## Goal a:
Answer these questions using the arbitration passage below:
(i) What did the Arbitrator do with the grievant's suspension?
(ii) On what evidence did the Arbitrator base the finding that a warning to the grievant was appropriate?
(iii) What instruction number does the Union give for the Navy's Standard Schedule of disciplinary action?

## Document passage:
::::

A grievance was filed over the suspension and submitted to arbitration.

III. The Arbitrator's Award

The Arbitrator rescinded the suspension. The Arbitrator found that the evidence did not establish that the grievant was advised by the doctor that he could return to work on May 8. Despite the grievant's activities on May 8, the Arbitrator also found that the evidence was insufficient to determine that the grievant could have worked on May 8. However, on the basis of evidence of the grievant's excessive absences, the Arbitrator determined that it was appropriate for the Activity to issue the grievant a warning that "continued absences for whatever reason may result in further disciplinary action up to [removal]." Arbitrator's Award at 3.

IV. Union's Exceptions

The Union contends that the award is deficient because: (1) the Arbitrator's warning was issued without the receipt of evidence and testimony concerning the grievant's absences; (2) the Arbitrator's warning violated the parties' collective bargaining agreement; and (3) the Arbitrator's award allowing that a warning be given to the grievant "amended the Navy's Standard Schedule of disciplinary action (Inst. 12750) by not providing a reckoning period." Exceptions at 1.

::::

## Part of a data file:

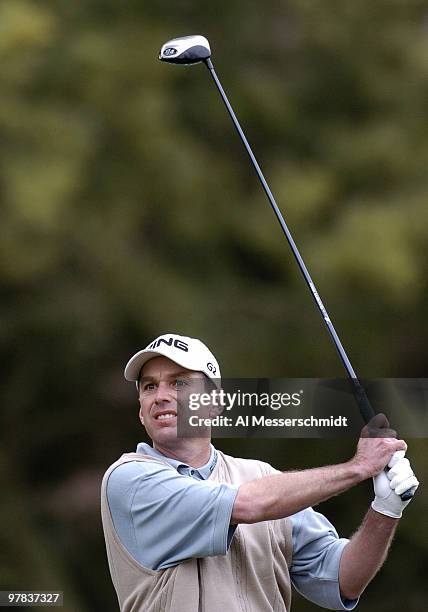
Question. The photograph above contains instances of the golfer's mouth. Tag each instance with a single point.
(165, 416)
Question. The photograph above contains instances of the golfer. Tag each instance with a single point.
(188, 528)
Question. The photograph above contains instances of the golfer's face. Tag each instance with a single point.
(161, 380)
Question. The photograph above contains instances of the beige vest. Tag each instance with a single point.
(252, 577)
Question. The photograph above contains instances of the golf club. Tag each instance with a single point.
(189, 50)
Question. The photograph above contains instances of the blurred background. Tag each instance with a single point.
(129, 209)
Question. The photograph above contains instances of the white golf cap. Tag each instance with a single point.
(190, 353)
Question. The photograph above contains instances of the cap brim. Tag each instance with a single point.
(134, 365)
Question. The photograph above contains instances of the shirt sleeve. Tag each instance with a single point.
(317, 550)
(163, 517)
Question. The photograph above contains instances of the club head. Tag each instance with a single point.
(185, 50)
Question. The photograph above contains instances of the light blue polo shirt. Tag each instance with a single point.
(164, 515)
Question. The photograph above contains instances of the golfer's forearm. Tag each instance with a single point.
(280, 495)
(365, 553)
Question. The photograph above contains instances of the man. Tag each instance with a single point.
(189, 528)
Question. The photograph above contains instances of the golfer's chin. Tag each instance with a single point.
(164, 433)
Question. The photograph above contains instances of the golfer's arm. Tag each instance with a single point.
(365, 553)
(280, 495)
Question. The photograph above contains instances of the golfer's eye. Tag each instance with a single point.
(149, 386)
(179, 383)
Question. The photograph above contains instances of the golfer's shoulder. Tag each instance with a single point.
(134, 466)
(249, 469)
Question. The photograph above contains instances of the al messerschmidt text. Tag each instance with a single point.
(257, 421)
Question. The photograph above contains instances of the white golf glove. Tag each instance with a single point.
(389, 485)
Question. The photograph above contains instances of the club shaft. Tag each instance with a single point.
(362, 399)
(366, 409)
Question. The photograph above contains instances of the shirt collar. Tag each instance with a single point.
(202, 472)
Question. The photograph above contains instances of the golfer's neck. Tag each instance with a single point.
(195, 452)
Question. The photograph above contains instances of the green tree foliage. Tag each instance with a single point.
(129, 209)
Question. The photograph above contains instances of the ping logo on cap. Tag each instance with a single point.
(183, 346)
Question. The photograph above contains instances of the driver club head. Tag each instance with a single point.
(186, 50)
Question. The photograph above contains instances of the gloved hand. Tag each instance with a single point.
(389, 485)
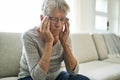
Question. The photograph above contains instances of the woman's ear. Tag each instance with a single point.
(41, 17)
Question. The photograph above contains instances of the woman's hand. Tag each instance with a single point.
(45, 31)
(64, 34)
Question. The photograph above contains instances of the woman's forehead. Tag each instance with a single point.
(57, 13)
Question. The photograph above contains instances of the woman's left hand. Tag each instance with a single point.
(64, 34)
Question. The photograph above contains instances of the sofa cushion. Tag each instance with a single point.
(10, 53)
(9, 78)
(100, 46)
(83, 47)
(100, 70)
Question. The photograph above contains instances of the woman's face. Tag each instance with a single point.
(57, 21)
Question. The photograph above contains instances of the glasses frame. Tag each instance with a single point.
(55, 20)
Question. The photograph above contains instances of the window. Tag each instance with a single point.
(101, 15)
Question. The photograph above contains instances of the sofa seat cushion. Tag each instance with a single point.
(83, 47)
(9, 78)
(113, 59)
(100, 70)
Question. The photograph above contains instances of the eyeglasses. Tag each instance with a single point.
(54, 20)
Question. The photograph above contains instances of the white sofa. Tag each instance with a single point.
(89, 49)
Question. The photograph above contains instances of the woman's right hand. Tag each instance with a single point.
(44, 29)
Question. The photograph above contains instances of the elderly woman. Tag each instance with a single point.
(47, 45)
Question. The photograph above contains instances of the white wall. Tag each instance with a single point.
(113, 13)
(83, 16)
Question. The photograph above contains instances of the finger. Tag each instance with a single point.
(48, 25)
(67, 27)
(44, 23)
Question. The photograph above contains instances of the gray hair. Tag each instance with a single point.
(50, 5)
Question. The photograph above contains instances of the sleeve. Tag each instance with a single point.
(33, 57)
(75, 71)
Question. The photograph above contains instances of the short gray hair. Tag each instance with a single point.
(50, 5)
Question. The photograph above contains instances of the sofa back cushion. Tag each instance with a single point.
(10, 53)
(100, 45)
(83, 47)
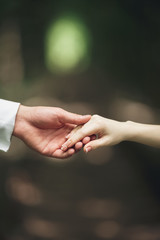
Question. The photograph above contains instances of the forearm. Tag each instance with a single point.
(142, 133)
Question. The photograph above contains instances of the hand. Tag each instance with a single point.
(44, 129)
(109, 132)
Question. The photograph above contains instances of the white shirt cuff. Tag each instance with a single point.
(8, 111)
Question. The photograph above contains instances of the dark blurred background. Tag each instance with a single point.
(87, 57)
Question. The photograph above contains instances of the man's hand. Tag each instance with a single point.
(44, 129)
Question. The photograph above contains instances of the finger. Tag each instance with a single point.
(74, 130)
(84, 131)
(78, 146)
(86, 140)
(96, 144)
(73, 118)
(93, 137)
(60, 154)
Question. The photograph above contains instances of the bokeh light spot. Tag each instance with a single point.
(67, 45)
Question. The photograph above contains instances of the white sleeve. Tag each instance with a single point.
(8, 111)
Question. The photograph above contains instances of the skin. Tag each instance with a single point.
(44, 129)
(110, 132)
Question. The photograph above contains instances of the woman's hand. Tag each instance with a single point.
(108, 132)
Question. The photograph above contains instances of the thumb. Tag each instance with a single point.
(96, 144)
(73, 118)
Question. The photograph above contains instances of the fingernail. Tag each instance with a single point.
(88, 149)
(64, 148)
(67, 136)
(84, 116)
(68, 143)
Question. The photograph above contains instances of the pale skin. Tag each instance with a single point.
(110, 132)
(44, 129)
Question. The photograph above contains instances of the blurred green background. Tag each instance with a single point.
(87, 57)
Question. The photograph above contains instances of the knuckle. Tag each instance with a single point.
(95, 116)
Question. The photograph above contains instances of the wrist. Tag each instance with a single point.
(21, 118)
(130, 131)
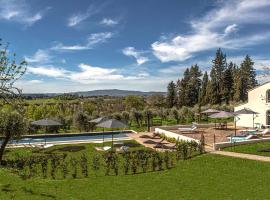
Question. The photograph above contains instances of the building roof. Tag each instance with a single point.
(259, 86)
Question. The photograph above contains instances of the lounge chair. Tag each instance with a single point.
(192, 129)
(106, 148)
(124, 148)
(264, 132)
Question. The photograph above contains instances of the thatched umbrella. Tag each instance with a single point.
(246, 111)
(99, 120)
(112, 123)
(222, 115)
(46, 123)
(210, 112)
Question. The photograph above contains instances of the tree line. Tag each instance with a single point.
(227, 82)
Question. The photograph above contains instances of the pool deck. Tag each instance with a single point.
(242, 155)
(34, 143)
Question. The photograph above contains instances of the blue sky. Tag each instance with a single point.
(125, 44)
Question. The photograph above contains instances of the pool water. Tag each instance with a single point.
(72, 138)
(237, 138)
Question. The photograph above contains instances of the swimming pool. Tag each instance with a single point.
(237, 138)
(72, 138)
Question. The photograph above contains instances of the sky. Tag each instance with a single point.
(125, 44)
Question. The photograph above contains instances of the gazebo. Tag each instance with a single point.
(222, 115)
(247, 111)
(46, 123)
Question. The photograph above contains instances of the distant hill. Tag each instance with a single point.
(112, 92)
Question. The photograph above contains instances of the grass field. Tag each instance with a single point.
(202, 177)
(251, 148)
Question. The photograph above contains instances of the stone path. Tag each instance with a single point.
(242, 155)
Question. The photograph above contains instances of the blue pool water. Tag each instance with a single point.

::::

## Goal b:
Count the lines in the entries above that contain the string "sleeve". Reply with the number only.

## Written reply a:
(i) The Arbitrator rescinded it.
(ii) Evidence of the grievant's excessive absences.
(iii) Inst. 12750.

## Written reply b:
3